Records provided:
◇ ◇ ◇
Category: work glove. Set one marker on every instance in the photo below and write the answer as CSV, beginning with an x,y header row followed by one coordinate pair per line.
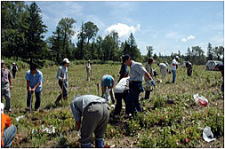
x,y
152,82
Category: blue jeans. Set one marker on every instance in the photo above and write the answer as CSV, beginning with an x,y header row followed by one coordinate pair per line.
x,y
9,134
119,97
174,76
37,102
132,100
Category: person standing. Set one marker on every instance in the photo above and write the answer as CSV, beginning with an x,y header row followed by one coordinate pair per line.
x,y
107,84
121,91
95,113
62,76
189,68
8,131
34,79
174,68
163,69
14,69
137,73
220,67
124,71
6,85
149,69
88,70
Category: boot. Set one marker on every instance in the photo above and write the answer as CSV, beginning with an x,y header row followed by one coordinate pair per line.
x,y
147,94
99,143
85,145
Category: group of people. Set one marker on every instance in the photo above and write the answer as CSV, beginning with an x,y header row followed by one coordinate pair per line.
x,y
92,112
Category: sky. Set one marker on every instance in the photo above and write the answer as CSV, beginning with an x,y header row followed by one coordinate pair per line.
x,y
167,26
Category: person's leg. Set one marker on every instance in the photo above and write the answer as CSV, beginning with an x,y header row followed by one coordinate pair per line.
x,y
14,74
29,100
137,92
91,117
101,127
61,94
147,94
8,99
9,134
118,107
38,100
112,95
174,76
65,90
129,103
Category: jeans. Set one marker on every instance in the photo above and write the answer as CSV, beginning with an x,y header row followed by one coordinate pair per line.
x,y
174,76
6,93
119,97
95,119
132,100
9,134
37,102
63,85
14,74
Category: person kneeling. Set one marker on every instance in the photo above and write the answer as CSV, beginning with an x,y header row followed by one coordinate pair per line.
x,y
94,111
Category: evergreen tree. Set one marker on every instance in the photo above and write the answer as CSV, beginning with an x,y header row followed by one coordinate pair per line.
x,y
35,46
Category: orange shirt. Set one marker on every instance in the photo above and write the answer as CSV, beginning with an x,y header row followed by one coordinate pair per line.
◇ ◇ ◇
Work instructions:
The records above must be printed exactly; the pictures stay out.

Task solution:
Category: work glove. Set one marker on every instance in the photo below and write the answer as CSV, beginning with an x,y header row followed by one coordinate pair per line.
x,y
152,82
Category: blue jeans. Set one marker on every instance in the photo above and write the answer as CSV, beginning with an x,y header row followed by one coordinate pair per line.
x,y
9,134
119,97
174,76
37,102
132,100
Category: person standing. Set one marker on every instance in the photo above and write the answer as CSV, beginning with an x,y header row followed by one coordinate pair per line.
x,y
107,84
121,91
95,113
62,76
189,68
8,131
34,79
174,68
163,69
14,69
137,73
220,67
124,71
6,85
149,69
88,70
Category: boot. Set one marker on every instance in the photo above and write the answer as CSV, beginning with an x,y header row followed by one coordinate pair per line.
x,y
147,94
99,143
85,145
Category: group of people. Set one marker on every instance in the photo above and write the answer as CSV, beginning with an x,y header row followed by one coordinate pair per line.
x,y
92,112
Category: sky. Set one marker on every instance in the photo above and write the answer as CSV, beginning with an x,y header row followed by one coordinate pair per line.
x,y
167,26
Category: person's leg. Set one marker on every instance in the photo above and write the answer as CSV, beginning with an x,y header row followed by one coordinate pair per line.
x,y
14,74
29,100
137,92
91,117
101,127
61,94
147,94
8,99
9,134
118,107
38,100
112,95
174,76
65,90
129,103
Category: jeans. Set one marker on every instance in the photo above and write the answer as CSV, beginning with an x,y header row followed by one coordinate pair per line.
x,y
174,76
6,93
119,97
95,119
132,100
9,134
37,102
63,85
14,74
Category: person kneeling. Set one marker on every instance in the photo above and write the answer as CSV, beginning with an x,y header row followed by one coordinate pair per line.
x,y
94,111
Category: evergreen tree. Set one marker on every instance in the photo above and write the answer as CSV, beginning with an x,y header row followed by one coordinate pair per line.
x,y
35,46
Category: orange shirt. Set one marker on every instance in the photo above and write the answer as CSV, beginning with an x,y header row followed by one coordinate pair per line.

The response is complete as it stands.